Rewrite the part of the data that opens at its very start and closes with the line containing "<point>308,292</point>", both ends included. Shift every coordinate in the answers up by 148 and keep everything else unchanged.
** start Information provided **
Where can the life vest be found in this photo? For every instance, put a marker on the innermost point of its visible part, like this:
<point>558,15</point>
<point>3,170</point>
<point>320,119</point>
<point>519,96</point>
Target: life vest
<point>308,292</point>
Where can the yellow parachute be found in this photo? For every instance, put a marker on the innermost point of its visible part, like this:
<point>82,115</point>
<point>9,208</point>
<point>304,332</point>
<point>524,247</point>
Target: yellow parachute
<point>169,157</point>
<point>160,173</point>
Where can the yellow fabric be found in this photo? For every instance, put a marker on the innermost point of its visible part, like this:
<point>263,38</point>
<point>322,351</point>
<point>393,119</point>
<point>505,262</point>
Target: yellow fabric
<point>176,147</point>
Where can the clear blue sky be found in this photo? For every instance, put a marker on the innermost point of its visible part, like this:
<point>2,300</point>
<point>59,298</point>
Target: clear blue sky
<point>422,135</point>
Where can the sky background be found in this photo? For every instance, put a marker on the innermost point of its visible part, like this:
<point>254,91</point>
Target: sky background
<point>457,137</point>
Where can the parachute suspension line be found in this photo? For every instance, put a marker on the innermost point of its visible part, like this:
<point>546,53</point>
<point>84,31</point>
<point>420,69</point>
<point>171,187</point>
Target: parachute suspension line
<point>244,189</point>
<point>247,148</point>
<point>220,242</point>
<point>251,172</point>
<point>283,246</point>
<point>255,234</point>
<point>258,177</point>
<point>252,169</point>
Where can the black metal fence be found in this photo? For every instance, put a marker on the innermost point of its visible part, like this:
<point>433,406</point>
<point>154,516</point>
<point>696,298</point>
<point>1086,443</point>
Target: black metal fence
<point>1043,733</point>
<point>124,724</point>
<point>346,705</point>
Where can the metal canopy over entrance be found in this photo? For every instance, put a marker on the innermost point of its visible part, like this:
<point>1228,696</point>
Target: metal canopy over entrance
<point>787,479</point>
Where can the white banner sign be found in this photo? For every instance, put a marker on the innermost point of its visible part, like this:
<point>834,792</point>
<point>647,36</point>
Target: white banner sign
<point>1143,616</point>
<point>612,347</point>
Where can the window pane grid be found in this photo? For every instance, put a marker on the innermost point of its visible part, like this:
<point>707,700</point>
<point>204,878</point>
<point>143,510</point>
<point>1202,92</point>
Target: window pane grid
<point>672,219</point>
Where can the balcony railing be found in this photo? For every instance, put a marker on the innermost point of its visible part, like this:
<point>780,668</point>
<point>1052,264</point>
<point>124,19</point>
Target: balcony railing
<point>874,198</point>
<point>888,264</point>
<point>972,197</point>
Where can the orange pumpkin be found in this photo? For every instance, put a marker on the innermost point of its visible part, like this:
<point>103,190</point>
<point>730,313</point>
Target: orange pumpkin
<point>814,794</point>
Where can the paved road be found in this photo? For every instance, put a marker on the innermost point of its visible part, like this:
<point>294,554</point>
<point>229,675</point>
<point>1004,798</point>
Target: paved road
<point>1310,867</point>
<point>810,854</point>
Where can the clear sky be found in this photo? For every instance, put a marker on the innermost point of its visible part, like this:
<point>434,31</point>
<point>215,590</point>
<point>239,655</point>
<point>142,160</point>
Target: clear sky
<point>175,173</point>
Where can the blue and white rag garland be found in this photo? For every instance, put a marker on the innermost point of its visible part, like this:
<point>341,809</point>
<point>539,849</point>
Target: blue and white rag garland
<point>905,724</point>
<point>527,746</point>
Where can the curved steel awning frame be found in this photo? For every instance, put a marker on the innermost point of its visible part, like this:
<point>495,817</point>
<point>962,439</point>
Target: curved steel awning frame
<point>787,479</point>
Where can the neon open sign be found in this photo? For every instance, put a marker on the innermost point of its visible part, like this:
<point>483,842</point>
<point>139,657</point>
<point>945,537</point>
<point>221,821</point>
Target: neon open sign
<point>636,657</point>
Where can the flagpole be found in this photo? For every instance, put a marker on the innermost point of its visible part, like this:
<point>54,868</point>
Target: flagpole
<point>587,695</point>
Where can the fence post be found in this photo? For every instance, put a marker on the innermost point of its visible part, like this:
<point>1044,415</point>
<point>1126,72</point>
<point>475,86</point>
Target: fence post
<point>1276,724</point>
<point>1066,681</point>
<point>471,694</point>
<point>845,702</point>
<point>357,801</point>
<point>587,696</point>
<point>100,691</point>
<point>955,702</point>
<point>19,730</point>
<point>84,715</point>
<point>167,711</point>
** end Information provided **
Response to the task
Where can the life vest be found in this photo? For every instance, put a marker on the innermost point of its visible part, like this:
<point>558,15</point>
<point>3,170</point>
<point>320,119</point>
<point>519,96</point>
Target: life vest
<point>456,440</point>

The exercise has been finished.